WORK REQUIRED
List every line in the rows below that contains the word "ceiling". Case counts, so match capital and lowercase letters exactly.

MATERIAL SUPPLIED
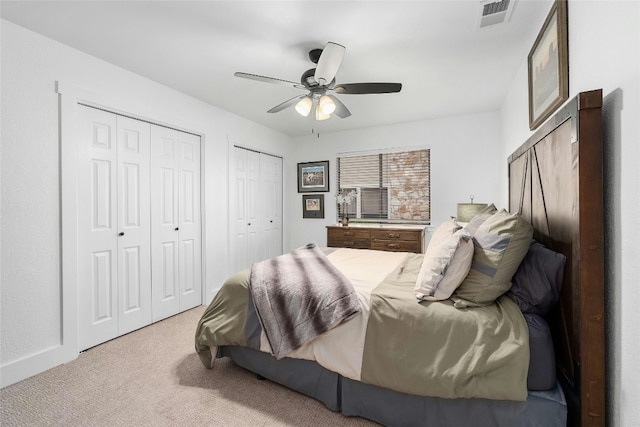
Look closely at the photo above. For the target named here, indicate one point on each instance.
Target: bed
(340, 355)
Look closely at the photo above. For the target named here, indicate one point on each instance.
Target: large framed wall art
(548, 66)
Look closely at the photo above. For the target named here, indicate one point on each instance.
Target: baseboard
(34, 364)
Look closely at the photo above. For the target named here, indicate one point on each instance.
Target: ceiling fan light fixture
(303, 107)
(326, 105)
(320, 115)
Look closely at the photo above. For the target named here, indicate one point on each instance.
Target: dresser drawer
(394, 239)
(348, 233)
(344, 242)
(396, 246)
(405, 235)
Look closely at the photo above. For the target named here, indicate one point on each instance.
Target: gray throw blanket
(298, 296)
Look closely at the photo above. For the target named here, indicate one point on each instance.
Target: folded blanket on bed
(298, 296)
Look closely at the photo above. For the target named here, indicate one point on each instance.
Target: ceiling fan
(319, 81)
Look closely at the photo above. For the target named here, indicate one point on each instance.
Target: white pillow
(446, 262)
* * *
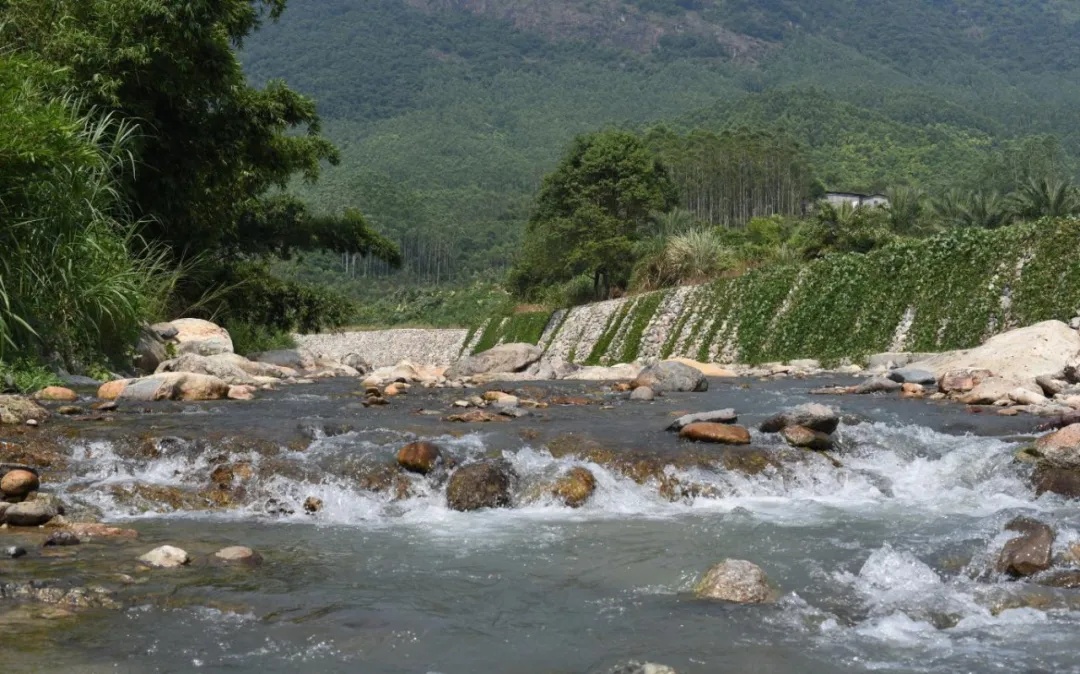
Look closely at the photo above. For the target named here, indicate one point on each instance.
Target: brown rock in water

CORRECT ANSWER
Target: ceiling fan light fixture
Target: ceiling fan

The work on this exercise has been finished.